▶ **DIRECTIVE**: Please reproduce the entries word for word, starting at their first line and ending at the line that contains "left=480, top=112, right=506, bottom=135", with both of those lines included.

-- Begin --

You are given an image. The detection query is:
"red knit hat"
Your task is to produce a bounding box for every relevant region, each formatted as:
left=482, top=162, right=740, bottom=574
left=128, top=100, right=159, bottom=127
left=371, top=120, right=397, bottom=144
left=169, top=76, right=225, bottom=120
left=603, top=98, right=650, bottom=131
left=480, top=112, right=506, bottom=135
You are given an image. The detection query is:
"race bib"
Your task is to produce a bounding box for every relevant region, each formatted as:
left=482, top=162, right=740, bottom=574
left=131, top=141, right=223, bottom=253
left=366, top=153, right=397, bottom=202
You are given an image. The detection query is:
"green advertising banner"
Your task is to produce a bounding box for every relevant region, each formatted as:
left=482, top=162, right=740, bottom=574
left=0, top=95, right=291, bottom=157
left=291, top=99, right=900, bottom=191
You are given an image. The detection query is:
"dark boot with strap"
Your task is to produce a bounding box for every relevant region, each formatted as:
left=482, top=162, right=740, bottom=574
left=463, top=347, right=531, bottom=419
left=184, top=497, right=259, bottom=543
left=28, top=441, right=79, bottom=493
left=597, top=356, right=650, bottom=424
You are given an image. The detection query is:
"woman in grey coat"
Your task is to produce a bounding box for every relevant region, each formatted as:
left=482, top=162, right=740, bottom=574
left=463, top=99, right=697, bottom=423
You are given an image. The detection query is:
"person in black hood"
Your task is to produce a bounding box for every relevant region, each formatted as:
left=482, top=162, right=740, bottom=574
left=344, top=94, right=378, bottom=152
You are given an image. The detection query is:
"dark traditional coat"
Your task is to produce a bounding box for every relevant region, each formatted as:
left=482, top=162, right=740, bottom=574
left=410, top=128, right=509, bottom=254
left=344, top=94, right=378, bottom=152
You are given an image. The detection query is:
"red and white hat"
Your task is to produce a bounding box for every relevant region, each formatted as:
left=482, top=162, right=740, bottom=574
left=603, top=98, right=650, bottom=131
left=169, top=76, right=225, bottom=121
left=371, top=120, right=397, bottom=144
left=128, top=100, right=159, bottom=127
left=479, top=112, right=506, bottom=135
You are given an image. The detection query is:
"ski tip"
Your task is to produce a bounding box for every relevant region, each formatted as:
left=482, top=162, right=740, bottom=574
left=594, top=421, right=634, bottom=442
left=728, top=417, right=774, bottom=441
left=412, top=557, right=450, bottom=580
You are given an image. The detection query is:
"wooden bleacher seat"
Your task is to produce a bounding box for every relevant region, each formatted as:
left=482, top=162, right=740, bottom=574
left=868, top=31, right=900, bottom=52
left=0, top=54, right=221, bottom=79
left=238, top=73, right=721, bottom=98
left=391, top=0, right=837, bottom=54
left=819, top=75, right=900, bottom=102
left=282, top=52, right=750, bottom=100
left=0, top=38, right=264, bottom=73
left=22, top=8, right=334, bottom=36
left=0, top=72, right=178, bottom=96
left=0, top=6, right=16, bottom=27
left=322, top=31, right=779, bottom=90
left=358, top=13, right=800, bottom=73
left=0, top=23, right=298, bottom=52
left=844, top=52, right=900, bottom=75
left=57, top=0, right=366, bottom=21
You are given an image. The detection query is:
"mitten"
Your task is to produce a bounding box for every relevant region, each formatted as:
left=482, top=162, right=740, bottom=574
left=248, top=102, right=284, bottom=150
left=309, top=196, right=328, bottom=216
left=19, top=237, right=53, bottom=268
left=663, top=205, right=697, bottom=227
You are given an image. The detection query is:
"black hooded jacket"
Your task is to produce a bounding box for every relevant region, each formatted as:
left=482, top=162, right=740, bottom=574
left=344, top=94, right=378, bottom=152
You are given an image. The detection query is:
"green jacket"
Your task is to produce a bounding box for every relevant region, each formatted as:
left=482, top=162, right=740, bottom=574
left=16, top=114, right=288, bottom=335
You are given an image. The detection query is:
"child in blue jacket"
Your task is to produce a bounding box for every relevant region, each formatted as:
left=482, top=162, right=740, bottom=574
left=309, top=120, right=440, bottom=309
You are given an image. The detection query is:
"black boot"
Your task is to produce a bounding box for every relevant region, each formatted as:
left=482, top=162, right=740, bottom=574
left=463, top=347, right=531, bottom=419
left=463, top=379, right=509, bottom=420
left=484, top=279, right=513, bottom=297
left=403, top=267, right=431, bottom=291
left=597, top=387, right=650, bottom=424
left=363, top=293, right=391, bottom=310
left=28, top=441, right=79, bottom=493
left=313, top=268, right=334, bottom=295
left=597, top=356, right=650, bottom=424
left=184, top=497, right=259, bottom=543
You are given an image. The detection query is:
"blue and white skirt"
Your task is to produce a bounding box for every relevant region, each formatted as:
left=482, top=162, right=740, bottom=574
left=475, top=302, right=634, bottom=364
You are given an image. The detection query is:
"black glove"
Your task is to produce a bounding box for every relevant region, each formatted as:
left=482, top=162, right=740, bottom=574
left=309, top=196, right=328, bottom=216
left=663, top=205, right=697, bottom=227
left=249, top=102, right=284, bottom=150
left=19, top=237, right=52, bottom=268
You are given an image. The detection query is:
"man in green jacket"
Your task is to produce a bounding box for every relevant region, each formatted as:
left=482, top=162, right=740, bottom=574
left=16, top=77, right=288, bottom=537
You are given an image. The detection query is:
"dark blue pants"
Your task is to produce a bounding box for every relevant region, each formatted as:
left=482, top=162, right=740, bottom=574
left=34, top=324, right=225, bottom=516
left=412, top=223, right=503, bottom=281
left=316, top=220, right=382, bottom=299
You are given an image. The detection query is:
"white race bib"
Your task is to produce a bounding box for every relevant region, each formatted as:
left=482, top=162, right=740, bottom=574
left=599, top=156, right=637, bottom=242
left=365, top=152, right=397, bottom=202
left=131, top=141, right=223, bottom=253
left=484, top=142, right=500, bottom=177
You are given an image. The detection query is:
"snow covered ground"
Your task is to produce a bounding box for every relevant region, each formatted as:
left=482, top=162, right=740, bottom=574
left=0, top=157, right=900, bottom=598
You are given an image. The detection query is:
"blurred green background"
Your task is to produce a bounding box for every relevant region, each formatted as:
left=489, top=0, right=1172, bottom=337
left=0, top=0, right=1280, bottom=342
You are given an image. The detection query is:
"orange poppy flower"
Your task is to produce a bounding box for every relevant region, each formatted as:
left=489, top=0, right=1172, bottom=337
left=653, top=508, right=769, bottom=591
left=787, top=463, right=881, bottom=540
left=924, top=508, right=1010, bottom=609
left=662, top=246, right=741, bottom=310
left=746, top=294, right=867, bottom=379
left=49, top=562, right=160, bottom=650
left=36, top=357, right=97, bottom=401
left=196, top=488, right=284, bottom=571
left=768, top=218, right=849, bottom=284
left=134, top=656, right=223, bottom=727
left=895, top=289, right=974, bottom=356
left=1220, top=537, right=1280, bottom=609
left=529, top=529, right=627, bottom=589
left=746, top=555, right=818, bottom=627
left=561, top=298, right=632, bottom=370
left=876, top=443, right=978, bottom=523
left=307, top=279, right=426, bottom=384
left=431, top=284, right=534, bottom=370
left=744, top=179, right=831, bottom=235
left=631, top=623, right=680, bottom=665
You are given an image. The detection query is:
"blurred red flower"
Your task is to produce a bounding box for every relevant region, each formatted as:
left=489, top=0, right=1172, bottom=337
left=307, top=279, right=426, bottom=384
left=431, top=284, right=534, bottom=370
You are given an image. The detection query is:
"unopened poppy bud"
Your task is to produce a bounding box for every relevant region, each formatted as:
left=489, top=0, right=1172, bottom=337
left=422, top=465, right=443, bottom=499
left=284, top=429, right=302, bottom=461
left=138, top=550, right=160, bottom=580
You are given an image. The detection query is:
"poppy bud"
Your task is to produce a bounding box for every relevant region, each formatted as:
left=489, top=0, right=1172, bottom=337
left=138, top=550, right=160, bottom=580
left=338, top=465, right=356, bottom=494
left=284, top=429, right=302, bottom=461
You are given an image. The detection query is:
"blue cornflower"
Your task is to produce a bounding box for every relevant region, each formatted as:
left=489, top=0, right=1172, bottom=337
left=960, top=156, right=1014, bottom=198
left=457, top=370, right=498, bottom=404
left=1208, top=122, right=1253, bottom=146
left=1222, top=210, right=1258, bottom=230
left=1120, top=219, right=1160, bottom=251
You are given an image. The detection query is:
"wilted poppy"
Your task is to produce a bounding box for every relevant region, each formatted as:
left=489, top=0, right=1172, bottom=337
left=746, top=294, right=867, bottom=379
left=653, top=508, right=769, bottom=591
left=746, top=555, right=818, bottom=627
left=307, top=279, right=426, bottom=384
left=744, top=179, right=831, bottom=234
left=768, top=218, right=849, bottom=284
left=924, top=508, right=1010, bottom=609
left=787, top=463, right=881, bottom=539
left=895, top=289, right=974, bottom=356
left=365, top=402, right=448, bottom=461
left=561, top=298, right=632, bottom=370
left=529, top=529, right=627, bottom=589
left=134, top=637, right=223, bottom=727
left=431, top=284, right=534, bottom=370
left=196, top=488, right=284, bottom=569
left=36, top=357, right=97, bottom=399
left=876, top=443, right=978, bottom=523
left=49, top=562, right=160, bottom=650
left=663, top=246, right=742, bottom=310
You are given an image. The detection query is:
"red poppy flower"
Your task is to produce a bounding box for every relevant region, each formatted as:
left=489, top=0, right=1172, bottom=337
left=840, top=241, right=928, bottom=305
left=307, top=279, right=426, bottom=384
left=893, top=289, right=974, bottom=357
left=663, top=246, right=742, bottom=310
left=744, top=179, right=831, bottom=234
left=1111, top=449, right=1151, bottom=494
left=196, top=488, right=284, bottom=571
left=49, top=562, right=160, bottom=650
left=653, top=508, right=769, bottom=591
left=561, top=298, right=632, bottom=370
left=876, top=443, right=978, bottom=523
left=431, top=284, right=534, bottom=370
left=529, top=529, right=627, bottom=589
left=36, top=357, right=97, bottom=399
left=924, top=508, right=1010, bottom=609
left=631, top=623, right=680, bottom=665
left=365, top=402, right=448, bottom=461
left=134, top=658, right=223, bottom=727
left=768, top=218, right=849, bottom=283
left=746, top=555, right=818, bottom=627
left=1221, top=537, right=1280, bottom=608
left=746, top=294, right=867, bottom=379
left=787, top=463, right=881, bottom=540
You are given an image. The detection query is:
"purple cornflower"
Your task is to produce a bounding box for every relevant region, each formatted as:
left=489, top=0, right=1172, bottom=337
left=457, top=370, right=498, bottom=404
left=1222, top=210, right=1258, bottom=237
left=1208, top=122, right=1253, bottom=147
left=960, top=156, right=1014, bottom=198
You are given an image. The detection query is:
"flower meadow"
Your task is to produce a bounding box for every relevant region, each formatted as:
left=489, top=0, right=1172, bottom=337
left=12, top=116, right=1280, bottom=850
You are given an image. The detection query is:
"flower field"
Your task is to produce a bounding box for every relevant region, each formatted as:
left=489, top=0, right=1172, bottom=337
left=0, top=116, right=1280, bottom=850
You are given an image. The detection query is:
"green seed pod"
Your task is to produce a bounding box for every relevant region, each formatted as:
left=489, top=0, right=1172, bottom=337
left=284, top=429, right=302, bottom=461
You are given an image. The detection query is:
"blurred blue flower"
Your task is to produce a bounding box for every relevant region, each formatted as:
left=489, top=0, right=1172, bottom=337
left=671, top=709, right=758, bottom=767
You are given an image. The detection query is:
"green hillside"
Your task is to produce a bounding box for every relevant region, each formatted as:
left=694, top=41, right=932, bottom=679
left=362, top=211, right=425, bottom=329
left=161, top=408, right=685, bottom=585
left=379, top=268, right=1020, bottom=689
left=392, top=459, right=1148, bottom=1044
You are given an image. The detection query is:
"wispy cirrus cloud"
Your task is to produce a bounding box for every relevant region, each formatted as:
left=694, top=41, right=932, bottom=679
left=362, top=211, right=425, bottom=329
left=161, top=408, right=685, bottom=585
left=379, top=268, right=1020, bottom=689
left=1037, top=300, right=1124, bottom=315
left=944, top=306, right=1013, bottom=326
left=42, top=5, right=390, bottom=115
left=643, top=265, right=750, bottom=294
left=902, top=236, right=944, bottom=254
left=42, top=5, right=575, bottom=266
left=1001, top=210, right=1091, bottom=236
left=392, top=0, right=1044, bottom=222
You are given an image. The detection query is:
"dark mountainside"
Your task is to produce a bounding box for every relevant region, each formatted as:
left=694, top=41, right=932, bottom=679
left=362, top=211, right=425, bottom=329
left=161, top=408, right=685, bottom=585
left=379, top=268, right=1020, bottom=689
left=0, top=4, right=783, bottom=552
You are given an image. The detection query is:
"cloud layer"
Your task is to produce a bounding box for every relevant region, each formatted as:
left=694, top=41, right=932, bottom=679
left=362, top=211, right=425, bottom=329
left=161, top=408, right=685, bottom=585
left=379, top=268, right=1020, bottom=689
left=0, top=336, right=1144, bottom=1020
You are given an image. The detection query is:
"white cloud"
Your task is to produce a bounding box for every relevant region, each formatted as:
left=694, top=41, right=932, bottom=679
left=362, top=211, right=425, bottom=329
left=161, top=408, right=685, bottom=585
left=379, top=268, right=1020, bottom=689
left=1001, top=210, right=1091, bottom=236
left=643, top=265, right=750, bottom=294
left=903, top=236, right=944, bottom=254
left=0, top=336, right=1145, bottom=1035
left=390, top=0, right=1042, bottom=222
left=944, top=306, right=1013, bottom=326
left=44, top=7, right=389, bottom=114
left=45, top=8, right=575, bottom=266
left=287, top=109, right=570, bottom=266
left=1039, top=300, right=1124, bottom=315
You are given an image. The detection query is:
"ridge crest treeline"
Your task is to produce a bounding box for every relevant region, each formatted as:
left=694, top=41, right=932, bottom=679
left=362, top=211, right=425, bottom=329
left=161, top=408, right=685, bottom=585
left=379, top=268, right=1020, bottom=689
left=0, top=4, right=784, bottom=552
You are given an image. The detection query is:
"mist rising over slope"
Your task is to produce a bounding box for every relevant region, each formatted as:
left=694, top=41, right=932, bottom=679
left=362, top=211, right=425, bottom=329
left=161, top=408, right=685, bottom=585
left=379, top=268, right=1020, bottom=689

-- End --

▶ **TASK ANSWER**:
You are given an image. The detection query is:
"red knit hat"
Your task is to produce a bounding box for every relevant region, each formatted as:
left=482, top=162, right=740, bottom=574
left=128, top=100, right=159, bottom=127
left=371, top=120, right=397, bottom=144
left=169, top=76, right=225, bottom=120
left=603, top=98, right=650, bottom=131
left=480, top=112, right=506, bottom=135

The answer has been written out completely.